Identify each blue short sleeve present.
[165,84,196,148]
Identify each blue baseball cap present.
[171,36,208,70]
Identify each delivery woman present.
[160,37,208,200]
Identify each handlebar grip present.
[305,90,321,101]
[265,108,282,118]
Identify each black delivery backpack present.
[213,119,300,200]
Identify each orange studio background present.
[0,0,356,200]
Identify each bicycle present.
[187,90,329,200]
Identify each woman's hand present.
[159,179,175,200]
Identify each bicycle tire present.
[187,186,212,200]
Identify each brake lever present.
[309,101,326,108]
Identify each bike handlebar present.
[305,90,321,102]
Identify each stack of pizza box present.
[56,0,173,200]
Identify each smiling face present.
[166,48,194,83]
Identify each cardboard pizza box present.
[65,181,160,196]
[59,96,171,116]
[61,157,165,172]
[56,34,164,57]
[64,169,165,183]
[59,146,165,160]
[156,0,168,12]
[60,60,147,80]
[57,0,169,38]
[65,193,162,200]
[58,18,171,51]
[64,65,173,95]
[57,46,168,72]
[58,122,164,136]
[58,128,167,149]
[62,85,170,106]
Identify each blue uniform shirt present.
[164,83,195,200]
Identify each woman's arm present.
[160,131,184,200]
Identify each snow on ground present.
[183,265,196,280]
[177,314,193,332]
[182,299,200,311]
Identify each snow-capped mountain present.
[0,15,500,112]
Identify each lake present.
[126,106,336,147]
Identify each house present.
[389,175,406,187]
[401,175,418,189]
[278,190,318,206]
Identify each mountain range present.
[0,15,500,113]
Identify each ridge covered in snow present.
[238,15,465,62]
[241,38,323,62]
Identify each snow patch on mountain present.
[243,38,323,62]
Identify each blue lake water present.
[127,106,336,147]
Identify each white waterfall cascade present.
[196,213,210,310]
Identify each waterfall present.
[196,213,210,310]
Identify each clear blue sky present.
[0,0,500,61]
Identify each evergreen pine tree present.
__________
Nothing should be left out: return all of the records exactly.

### Exercise solution
Identify each blue short sleeve present.
[165,84,196,148]
Identify each blue baseball cap present.
[171,36,208,70]
Identify each delivery woman present.
[160,37,208,200]
Identify each handlebar grip present.
[305,90,321,101]
[265,108,282,118]
Identify each black delivery backpack present.
[213,119,300,200]
Identify each orange studio background present.
[0,0,356,200]
Identify each bicycle present.
[187,90,329,200]
Identify each woman's hand present.
[159,179,175,200]
Identify each bicycle tire present.
[187,186,212,200]
Identify each brake lever present.
[309,101,326,108]
Identify each bike handlebar present.
[305,90,321,102]
Identify each stack of pizza box present.
[56,0,173,200]
Identify each smiling face present.
[166,48,194,83]
Identify each cardboard pizza box present.
[65,181,160,196]
[59,96,171,116]
[61,157,165,172]
[56,34,164,57]
[64,169,165,183]
[59,146,165,160]
[156,0,168,12]
[60,60,147,80]
[57,0,169,38]
[65,193,162,200]
[58,18,171,51]
[64,65,173,95]
[57,46,168,72]
[58,122,164,136]
[58,128,167,149]
[62,85,170,106]
Identify each blue uniform shirt present.
[164,83,195,200]
Identify each woman's arm present.
[160,131,184,200]
Identify each snow on ground present.
[183,265,196,280]
[177,314,193,332]
[182,299,200,311]
Identify each snow-capped mountain present.
[0,15,500,112]
Identify each lake present.
[126,106,336,147]
Identify each house present.
[389,175,406,187]
[401,175,418,189]
[278,190,318,206]
Identify each mountain range present.
[0,15,500,113]
Identify each ridge covered in snow present.
[238,15,465,62]
[241,38,323,62]
Identify each snow patch on mountain present.
[243,38,323,62]
Identify each blue lake water present.
[127,106,336,147]
Identify each white waterfall cascade present.
[196,213,210,310]
Identify each waterfall present.
[196,213,210,310]
Identify each clear blue sky present.
[0,0,500,61]
Identify each evergreen pine tree present.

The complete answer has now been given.